▶ [EXERCISE OBJECTIVE]
Recast every line of the records below as a JSON list of strings, one string per line, omitting blank lines and leaving out the pictures.

-- Start --

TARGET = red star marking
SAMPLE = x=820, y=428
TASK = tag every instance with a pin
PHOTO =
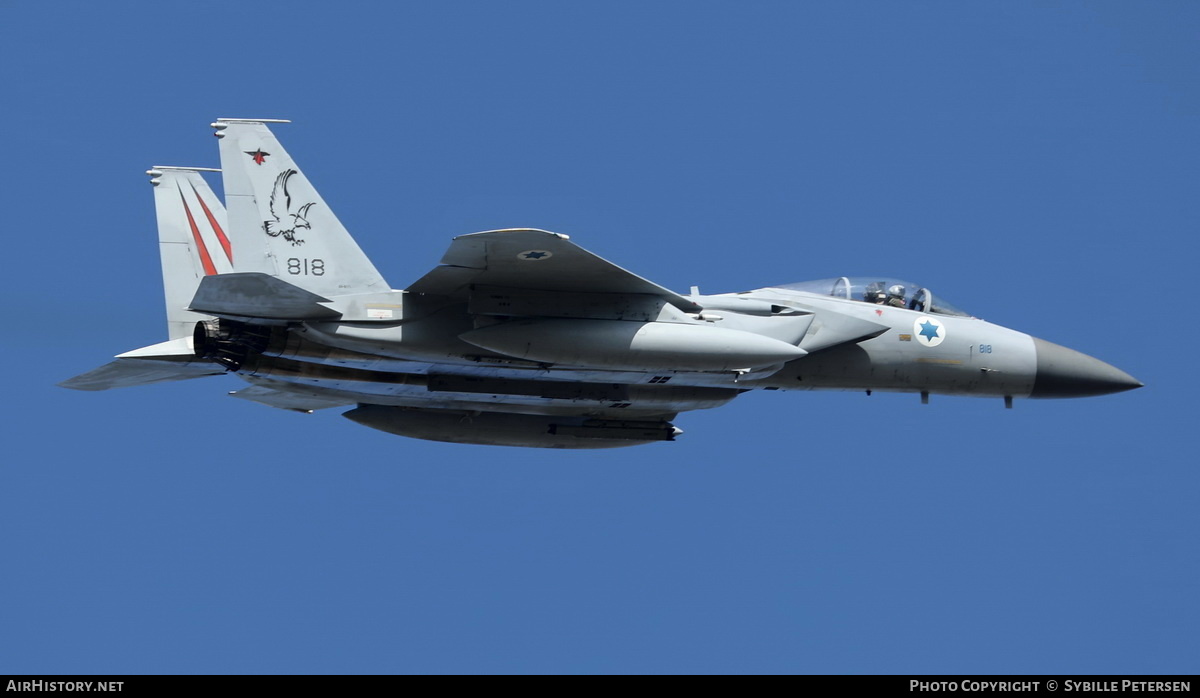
x=258, y=156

-- End --

▶ [RESPONSE TO THE TASK]
[
  "TARGET = red star marking",
  "SAMPLE = x=820, y=428",
  "TASK = tag every instance with a pin",
  "PHOTO =",
  "x=258, y=156"
]